To do:
Say nothing but the number of lines below in which the string "white" appears.

Exercise input:
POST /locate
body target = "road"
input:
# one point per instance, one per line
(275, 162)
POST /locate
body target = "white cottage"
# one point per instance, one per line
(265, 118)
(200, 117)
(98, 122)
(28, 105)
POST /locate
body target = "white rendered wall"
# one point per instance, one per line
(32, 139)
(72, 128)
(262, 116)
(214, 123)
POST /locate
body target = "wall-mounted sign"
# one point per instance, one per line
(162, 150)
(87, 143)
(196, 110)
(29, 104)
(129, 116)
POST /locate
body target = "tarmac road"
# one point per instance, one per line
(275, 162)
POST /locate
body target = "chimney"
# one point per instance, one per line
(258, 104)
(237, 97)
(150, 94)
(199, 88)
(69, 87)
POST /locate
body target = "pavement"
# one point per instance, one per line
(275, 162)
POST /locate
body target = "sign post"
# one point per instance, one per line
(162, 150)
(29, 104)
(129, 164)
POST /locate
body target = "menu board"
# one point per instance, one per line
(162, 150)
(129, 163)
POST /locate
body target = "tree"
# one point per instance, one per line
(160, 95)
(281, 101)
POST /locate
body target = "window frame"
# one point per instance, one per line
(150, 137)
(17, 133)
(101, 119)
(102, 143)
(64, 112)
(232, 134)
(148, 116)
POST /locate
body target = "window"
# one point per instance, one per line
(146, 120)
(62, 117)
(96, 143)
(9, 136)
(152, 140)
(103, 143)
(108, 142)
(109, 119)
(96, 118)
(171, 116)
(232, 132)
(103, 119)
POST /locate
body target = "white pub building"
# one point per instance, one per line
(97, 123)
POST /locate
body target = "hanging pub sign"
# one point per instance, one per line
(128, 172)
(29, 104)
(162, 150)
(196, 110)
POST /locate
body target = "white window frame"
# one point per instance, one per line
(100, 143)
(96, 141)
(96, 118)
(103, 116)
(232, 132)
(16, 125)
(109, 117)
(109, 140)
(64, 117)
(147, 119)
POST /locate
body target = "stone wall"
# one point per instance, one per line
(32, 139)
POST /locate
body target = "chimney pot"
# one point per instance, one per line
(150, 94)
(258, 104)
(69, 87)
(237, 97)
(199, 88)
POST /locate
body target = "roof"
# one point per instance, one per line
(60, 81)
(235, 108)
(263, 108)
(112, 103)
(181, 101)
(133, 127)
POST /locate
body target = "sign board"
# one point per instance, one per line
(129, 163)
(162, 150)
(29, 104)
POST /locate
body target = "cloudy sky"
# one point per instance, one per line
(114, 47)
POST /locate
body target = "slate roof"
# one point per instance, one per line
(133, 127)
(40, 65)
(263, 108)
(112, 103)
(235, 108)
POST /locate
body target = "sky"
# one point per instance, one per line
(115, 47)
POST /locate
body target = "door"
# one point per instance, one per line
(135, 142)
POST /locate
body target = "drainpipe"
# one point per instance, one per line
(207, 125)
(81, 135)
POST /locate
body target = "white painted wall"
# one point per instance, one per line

Written solution:
5